## TEXT UNDER STUDY
►
The Use of Lower Organisms

Lower organisms can be particularly useful as high discrimination models in fundamental research, but cannot offer the high fidelity required when specific questions are asked about humans in health and disease, and about their responses to drugs and other chemicals.

In The Principles of Humane Experimental Technique,1 Russell and Burch discussed comparative substitution as a form of replacement by organisms which were not of humanitarian concern. This included non-sentient material, such as higher plants, micro-organisms, and the more degenerate metazoan endoparasites, “in which nervous and sensory systems are almost atrophied”.

They accepted that “a more difficult question arises when we consider the free-living metazoan invertebrates”, but they “arbitrarily excluded them from consideration as objects of humanitarian concern”. They commented that “to shed obsessional tears over the fate of these organisms would bring the whole concept of humanity into contempt by Samuel Butler’s famous reductio ad absurdum” (disproof of a proposition by showing that it leads to absurd or untenable conclusions), and his satirical piece about the fictional country where a professor of botany contended that “vegetables are only animals under another name”, and that, if it is “sinful to kill and eat animals”, it is no less sinful to eat “vegetables or their seeds”!
◄
(Stored data entries)
►
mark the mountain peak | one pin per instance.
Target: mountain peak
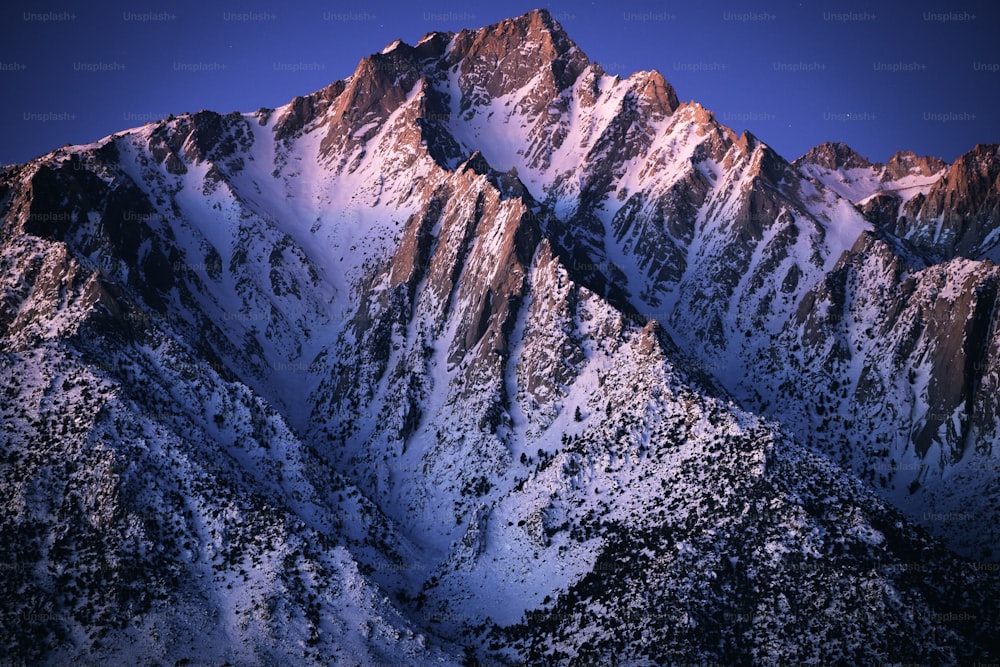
(834, 155)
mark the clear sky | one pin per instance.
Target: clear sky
(881, 76)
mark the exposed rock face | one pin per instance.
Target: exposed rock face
(833, 156)
(907, 163)
(482, 354)
(960, 213)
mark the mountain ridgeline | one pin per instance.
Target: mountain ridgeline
(482, 355)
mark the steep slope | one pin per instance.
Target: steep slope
(436, 364)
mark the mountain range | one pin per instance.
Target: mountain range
(482, 355)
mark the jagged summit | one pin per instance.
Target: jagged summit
(481, 354)
(833, 155)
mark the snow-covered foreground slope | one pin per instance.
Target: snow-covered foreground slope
(451, 361)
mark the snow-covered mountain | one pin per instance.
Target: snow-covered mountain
(482, 354)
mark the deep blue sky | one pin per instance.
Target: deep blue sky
(880, 76)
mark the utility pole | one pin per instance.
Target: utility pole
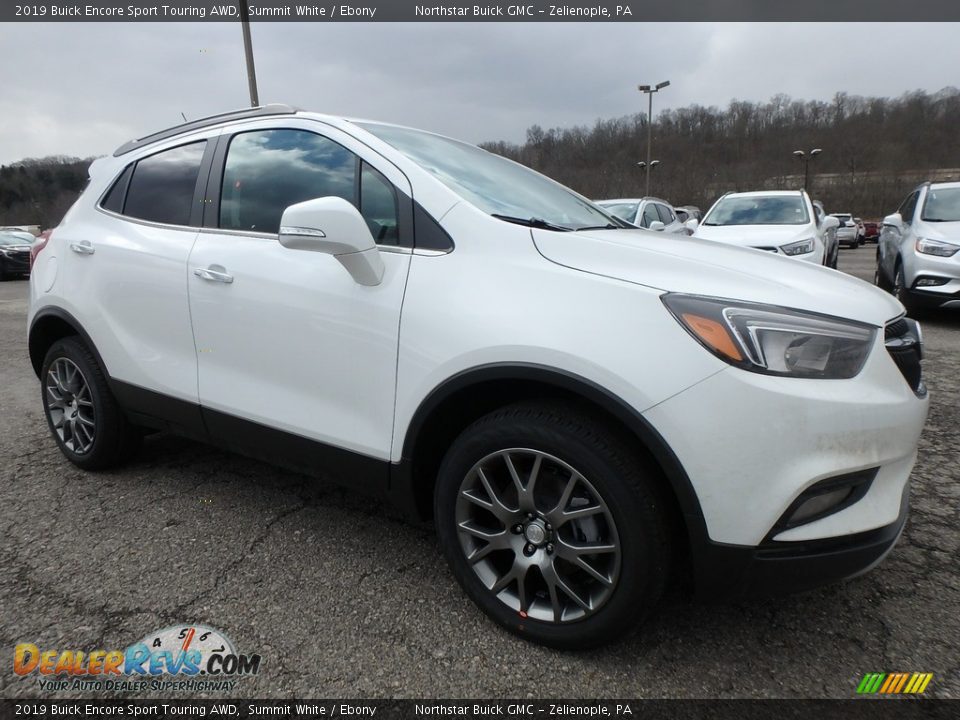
◄
## TASK REQUIREMENTS
Write the next part of the text on lower organisms in research, starting right after its final sentence. The entries have nothing to do with this work.

## EXERCISE RESULT
Russell and Burch made frequent references to studies with fish, amphibians and birds, particularly those concerned with animal behaviour, including flight and fight responses. However, they also drew particular attention to “the trivial use of lower vertebrates, which make up less than 5% of the total” number of animals used. They saw this as “yet another expression of the high-fidelity fallacy”, and argued that “all the arguments we adduced for the use of discriminative models apply with no less force to the choice of [lower] vertebrate species than to that of absolute replacement” (i.e. the use of nonsentient organisms, tissue culture and non-living physical and chemical systems). An understanding of the application of the Three Rs principles to higher organisms (i.e. mammals) and lower organisms (i.e. non-mammals) is heavily dependent on an appreciation of Russell and Burch’s distinction between fidelity and discrimination.2

Fidelity models have a high general similarity to what is being modelled (e.g. old world monkeys and humans), whereas discrimination models involve a high specific similarity to what is being modelled, while lacking many other similarities. The problem, which they call the high-fidelity fallacy, arises when a fidelity model is used in attempts to predict precisely what will happen in what is being modelled, such as when rats, mice, dogs or macaques are used to predict whether candidate drugs will work in humans, without unacceptable side-effects. The use of discrimination models is less demanding and less likely to be fallacious, since the questions asked are better targeted (e.g. will this treatment damage cell membranes or DNA, or inhibit DNA, RNA or protein synthesis, or mitochondrial functions). Another way of expressing the distinction is to draw the contrast between fundamental and applied research.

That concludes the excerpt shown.